▸ **Excerpted records**
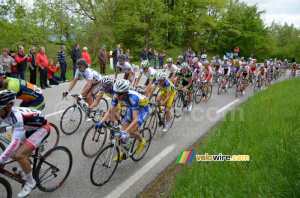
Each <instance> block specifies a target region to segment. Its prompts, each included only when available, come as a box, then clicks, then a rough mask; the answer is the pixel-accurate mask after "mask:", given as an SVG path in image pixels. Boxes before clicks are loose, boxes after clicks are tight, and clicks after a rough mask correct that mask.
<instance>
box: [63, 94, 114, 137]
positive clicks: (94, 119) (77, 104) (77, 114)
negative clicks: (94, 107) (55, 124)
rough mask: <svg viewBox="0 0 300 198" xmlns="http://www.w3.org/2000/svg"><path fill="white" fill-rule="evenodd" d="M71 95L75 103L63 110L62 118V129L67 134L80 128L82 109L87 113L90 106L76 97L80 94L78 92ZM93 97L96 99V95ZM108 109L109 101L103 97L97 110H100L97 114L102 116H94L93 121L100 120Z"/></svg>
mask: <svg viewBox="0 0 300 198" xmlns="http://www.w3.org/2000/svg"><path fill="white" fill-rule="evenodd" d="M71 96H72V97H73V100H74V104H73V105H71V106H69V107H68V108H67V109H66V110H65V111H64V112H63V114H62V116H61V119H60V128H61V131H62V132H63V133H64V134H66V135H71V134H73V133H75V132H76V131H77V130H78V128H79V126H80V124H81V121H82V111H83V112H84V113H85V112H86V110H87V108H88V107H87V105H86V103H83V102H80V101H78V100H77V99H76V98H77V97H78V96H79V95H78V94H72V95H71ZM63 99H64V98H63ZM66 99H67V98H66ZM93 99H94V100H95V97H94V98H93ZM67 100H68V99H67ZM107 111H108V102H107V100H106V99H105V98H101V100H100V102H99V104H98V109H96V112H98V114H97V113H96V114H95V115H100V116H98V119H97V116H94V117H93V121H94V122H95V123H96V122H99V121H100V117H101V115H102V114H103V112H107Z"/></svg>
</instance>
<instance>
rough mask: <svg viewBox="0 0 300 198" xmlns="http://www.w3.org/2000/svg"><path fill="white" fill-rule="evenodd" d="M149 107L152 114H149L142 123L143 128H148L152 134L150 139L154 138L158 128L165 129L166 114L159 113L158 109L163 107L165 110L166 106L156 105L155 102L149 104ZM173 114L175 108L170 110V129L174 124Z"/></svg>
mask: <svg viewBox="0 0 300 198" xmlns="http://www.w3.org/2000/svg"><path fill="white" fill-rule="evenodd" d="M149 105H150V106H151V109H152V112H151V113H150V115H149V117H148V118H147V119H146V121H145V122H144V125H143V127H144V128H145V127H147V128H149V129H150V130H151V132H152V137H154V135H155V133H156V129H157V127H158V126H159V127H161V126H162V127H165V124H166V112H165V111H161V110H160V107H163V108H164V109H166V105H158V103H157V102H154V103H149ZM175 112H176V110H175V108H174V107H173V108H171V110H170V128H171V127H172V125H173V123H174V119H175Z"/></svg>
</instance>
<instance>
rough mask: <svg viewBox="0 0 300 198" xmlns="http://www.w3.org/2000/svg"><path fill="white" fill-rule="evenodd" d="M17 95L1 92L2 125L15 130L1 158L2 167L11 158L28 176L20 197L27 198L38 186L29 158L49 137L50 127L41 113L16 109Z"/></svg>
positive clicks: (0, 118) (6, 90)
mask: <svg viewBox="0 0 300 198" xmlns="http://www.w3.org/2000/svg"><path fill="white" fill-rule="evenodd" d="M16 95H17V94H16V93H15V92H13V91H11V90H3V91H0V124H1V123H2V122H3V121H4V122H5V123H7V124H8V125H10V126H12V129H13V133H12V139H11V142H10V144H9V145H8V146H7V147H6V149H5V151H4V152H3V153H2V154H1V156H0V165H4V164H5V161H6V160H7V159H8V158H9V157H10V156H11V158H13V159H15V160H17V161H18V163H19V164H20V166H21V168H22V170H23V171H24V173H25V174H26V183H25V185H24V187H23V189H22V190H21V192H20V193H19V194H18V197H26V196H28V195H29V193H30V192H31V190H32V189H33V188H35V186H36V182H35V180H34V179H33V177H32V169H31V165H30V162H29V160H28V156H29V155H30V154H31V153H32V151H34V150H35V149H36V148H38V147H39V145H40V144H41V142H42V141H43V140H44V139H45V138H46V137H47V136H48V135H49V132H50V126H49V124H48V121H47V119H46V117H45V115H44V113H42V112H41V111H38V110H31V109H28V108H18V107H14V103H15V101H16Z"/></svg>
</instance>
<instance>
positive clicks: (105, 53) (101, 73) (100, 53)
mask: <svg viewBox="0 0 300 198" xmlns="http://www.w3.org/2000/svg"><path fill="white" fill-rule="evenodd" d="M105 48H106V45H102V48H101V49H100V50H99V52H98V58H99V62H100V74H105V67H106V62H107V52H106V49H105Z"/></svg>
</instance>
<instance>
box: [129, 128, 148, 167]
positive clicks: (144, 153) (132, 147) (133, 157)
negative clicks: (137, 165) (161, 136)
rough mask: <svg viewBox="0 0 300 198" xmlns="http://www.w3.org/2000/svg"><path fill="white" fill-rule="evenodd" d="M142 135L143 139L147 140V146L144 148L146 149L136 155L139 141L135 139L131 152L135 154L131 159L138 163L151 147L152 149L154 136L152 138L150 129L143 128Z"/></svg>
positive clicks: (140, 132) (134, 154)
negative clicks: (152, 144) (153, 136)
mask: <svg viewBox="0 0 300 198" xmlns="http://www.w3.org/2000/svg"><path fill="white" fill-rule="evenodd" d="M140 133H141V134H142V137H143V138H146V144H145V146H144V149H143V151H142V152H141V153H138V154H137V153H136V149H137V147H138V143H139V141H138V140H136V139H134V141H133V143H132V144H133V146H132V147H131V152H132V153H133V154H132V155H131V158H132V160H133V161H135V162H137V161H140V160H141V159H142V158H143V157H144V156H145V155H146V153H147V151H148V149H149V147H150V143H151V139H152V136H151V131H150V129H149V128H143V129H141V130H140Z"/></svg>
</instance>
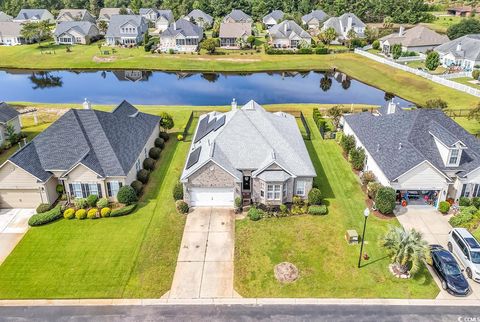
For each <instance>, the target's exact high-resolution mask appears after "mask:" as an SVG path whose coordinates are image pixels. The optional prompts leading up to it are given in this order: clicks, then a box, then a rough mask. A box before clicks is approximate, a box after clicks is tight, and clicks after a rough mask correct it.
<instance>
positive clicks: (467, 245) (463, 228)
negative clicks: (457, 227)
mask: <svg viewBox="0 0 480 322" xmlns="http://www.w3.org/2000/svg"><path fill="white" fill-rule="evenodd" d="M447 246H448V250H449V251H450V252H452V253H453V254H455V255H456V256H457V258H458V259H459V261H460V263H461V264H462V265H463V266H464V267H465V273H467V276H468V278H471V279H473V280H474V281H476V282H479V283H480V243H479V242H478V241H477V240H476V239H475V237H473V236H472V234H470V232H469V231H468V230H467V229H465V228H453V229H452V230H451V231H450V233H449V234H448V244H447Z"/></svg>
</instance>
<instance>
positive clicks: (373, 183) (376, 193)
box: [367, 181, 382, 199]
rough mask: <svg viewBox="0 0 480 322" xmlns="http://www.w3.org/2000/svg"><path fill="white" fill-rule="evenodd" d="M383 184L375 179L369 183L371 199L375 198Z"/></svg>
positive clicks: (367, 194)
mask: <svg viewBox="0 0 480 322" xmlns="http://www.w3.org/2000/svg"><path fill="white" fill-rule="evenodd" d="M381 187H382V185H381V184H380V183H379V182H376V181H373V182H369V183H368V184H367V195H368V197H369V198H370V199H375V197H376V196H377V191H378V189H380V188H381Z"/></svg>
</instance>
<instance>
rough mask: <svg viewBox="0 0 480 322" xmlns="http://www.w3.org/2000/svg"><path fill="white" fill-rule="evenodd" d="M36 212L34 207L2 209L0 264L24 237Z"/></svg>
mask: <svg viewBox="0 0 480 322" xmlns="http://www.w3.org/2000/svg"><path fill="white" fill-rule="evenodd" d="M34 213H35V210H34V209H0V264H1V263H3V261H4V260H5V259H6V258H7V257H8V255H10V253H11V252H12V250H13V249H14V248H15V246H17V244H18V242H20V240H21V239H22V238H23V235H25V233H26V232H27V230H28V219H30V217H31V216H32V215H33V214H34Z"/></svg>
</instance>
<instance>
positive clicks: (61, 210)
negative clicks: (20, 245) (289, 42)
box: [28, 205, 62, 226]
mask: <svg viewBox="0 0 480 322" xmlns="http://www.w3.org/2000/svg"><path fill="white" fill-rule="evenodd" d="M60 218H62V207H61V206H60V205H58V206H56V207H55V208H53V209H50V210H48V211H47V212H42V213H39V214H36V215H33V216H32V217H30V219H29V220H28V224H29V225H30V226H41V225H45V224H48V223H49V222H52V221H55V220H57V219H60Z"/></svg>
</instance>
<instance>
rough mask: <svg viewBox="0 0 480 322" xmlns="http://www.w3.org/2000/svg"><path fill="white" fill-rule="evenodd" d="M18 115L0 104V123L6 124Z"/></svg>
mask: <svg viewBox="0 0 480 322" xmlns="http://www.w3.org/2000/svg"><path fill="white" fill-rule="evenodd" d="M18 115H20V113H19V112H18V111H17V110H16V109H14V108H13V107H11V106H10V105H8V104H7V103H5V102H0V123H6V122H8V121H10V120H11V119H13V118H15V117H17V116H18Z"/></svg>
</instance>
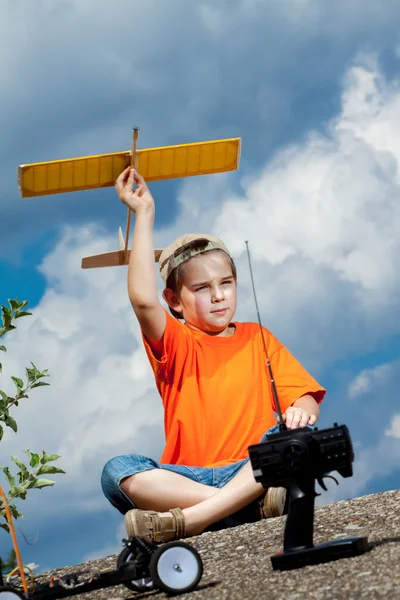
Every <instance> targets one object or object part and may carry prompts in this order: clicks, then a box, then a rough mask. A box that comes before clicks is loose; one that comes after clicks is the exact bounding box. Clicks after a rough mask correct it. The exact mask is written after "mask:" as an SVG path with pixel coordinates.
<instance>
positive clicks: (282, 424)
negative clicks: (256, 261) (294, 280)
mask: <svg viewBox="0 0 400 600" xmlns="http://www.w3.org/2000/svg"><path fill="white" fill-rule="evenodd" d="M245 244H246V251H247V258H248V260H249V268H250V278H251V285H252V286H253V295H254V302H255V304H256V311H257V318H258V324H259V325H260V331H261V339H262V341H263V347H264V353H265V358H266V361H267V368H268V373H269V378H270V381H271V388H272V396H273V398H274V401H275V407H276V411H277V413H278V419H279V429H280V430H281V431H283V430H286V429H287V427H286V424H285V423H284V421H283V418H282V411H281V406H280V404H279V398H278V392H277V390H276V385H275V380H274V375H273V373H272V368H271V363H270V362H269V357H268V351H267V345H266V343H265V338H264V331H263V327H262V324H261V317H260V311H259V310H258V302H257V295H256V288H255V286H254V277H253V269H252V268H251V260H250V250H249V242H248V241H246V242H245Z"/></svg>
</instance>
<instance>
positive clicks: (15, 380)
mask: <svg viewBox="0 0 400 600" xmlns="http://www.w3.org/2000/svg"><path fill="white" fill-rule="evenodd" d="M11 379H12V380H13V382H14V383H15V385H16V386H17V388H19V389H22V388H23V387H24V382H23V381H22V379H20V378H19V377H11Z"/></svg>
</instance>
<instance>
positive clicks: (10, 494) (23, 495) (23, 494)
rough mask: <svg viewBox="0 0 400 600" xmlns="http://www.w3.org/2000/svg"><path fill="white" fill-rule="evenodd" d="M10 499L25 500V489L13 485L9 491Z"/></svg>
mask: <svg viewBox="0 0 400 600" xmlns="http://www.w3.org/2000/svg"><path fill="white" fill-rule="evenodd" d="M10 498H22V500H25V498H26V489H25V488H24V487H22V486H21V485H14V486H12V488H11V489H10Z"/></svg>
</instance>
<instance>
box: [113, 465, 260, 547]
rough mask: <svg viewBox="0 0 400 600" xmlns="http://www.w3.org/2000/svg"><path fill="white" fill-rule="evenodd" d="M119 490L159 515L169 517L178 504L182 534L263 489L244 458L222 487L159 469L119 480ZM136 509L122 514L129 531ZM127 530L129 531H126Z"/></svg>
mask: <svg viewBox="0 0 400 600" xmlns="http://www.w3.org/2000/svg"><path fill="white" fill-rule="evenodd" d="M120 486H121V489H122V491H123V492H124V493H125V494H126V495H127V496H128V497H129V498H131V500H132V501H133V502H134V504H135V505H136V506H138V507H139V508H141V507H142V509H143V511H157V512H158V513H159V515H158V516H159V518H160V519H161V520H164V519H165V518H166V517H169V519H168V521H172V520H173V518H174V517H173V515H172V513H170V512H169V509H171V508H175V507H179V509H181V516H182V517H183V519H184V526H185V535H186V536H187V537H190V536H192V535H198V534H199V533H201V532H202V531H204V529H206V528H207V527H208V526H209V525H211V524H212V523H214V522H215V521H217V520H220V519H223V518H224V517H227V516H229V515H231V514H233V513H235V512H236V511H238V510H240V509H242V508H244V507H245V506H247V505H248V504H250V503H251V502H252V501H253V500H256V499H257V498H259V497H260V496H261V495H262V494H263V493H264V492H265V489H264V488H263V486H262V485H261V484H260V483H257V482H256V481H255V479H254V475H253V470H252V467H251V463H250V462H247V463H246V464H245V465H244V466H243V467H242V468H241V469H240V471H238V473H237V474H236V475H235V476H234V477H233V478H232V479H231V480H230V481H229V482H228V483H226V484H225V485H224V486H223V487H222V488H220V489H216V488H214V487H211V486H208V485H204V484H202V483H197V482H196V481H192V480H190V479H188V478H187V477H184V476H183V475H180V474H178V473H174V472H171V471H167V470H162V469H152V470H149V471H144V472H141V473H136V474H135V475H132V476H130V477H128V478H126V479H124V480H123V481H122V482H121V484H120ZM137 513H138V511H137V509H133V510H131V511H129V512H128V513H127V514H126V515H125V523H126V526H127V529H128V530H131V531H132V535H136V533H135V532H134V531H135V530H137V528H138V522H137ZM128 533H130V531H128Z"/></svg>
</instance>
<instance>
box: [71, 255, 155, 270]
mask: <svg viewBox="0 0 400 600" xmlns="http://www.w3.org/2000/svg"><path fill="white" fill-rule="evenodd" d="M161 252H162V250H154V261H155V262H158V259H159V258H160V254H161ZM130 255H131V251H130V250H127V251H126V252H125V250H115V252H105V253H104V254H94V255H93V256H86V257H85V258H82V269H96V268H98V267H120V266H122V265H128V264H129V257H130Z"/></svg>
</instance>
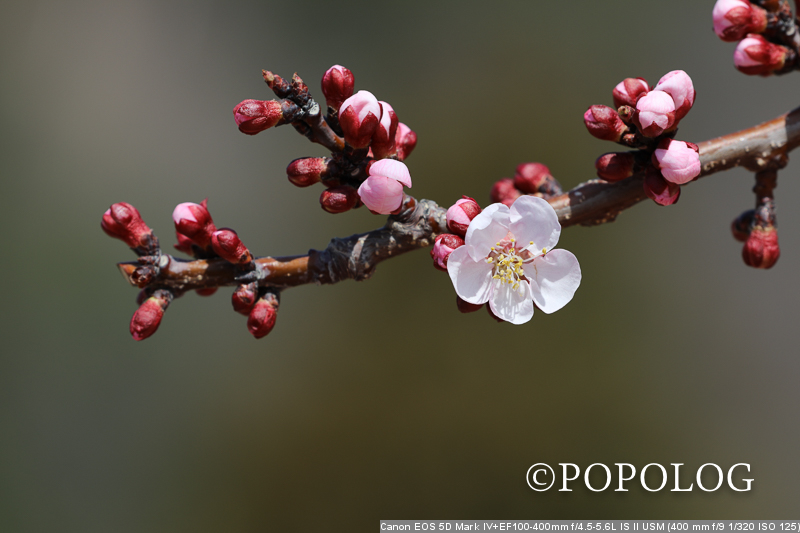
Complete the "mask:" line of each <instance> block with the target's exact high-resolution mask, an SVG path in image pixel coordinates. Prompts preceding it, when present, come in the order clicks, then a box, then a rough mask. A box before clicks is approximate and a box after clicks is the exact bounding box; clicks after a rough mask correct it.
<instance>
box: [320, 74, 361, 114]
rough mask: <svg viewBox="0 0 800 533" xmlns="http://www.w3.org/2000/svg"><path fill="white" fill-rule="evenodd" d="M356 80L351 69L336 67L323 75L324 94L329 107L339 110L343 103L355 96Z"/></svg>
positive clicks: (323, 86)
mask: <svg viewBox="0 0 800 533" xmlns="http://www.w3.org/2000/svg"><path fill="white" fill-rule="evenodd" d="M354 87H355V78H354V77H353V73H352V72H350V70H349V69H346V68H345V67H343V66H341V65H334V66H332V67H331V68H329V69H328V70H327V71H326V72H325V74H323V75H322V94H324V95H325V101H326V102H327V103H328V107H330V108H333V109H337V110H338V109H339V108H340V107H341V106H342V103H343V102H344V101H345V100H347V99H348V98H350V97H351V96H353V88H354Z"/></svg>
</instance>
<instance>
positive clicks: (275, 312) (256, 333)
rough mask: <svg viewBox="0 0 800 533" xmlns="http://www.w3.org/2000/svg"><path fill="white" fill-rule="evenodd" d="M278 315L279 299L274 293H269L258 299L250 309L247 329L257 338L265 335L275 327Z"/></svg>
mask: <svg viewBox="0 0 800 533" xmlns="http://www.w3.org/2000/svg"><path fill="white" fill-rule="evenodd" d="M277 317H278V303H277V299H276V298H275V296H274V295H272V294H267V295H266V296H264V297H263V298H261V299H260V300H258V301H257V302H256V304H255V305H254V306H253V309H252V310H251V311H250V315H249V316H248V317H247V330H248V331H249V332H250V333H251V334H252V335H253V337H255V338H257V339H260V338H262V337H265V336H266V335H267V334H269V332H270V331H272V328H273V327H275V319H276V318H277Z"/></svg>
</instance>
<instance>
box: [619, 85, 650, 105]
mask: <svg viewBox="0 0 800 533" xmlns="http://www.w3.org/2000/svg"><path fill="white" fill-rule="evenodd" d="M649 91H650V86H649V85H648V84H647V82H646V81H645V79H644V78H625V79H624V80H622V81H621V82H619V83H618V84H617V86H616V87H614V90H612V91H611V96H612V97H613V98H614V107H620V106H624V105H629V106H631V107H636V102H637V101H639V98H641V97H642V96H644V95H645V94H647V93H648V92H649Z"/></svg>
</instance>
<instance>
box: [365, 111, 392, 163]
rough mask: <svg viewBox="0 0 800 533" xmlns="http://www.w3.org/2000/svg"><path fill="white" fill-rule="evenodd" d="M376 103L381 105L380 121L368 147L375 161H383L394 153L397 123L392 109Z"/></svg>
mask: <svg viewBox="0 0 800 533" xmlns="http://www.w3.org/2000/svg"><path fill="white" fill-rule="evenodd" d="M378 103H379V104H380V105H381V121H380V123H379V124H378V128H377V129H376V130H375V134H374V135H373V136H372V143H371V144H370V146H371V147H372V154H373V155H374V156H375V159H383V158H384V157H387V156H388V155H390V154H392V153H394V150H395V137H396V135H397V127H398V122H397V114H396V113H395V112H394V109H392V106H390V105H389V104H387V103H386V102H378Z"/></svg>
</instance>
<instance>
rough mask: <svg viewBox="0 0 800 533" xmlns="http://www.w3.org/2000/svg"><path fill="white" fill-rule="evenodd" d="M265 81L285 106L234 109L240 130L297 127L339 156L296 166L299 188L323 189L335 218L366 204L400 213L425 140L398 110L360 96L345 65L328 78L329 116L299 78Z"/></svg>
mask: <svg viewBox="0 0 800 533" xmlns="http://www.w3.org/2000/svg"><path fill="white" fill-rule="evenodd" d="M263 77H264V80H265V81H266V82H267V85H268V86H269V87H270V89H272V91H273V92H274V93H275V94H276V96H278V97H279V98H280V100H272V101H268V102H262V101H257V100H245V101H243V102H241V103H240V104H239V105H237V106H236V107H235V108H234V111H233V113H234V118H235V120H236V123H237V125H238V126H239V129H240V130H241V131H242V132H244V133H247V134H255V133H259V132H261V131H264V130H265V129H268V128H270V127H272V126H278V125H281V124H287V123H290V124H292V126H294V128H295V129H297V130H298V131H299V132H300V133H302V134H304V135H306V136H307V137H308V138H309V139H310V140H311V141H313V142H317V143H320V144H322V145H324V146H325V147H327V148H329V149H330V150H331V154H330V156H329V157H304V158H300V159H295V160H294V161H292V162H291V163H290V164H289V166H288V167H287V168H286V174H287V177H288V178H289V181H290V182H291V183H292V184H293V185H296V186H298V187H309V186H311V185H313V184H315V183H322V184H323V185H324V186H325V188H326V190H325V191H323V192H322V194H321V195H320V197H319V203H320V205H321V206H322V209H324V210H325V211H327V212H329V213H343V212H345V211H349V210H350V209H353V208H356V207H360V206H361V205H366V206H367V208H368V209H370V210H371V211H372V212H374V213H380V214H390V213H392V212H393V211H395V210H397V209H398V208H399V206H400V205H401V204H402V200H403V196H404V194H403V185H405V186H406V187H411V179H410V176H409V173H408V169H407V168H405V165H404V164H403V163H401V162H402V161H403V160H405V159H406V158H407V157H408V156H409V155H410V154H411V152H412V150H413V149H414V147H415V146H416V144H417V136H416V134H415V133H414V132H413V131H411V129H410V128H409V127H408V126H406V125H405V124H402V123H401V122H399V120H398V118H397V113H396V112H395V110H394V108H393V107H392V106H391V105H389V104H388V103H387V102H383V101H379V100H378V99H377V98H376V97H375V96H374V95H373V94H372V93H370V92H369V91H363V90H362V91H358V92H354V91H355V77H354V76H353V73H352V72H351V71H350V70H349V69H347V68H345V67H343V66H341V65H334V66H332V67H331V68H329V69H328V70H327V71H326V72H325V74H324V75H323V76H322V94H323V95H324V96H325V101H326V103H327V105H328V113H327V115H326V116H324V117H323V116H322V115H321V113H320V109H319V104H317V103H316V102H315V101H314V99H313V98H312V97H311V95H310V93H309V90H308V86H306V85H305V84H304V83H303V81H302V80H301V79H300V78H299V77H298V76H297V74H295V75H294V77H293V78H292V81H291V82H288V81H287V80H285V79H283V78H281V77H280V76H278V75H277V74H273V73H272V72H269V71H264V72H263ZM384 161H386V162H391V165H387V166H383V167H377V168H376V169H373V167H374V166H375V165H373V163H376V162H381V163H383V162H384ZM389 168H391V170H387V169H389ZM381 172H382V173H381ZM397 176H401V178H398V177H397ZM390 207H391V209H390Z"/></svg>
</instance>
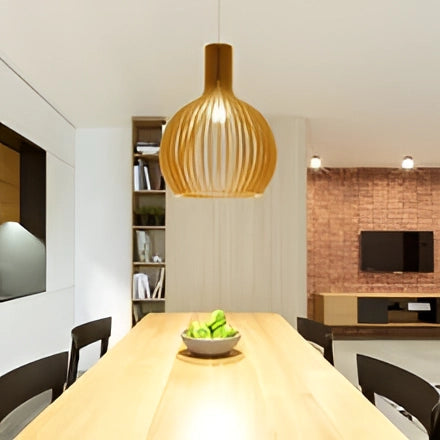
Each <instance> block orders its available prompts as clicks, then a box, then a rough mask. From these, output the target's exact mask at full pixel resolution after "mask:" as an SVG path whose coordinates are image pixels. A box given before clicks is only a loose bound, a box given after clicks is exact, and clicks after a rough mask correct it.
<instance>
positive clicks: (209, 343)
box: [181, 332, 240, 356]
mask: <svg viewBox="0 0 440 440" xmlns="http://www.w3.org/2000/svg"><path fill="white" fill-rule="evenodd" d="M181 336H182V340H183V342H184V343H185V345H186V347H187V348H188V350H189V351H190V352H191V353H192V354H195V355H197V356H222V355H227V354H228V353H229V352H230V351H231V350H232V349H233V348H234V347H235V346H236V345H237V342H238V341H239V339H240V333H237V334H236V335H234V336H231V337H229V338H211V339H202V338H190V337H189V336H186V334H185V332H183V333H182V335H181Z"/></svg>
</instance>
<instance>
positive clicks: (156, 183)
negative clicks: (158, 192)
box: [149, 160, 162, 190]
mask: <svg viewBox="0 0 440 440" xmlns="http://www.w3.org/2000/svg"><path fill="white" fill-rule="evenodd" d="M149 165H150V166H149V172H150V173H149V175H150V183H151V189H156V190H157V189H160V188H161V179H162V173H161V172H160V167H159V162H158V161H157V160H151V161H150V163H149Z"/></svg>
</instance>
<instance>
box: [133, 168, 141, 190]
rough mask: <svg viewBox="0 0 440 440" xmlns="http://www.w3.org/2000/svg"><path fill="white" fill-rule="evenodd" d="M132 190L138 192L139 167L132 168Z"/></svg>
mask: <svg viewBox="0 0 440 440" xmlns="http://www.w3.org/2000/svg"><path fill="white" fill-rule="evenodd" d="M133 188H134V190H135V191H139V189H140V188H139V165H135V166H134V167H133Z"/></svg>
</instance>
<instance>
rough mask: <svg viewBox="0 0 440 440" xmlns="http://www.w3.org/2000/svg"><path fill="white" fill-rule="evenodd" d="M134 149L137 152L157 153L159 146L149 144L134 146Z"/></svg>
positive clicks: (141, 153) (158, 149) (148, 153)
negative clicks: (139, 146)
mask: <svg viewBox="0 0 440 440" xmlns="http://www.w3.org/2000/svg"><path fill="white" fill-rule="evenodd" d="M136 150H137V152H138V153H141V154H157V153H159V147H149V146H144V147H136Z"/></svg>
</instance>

▸ **Prompt**
Pull out every line of the listing above that contains the word "whose".

▸ **Solution to this exercise**
For each <instance>, the target's exact high-resolution mask appears after "mask:" as an SVG path whose coordinates are image pixels. The optional prompts leading up to it are given in this order: clicks, then a box, then a rough mask. A box before clicks is approximate, a box after clicks is tight, and clicks after a rough mask correct it.
Each <instance> block orders its available prompts as clicks, then a box, then a rough mask. From these, output the target's exact mask at full pixel resolution after "mask:" as an SVG path whose coordinates are image pixels. A box given before clicks is only a loose bound, a box given after clicks is exact, and clicks after a rough mask correct it.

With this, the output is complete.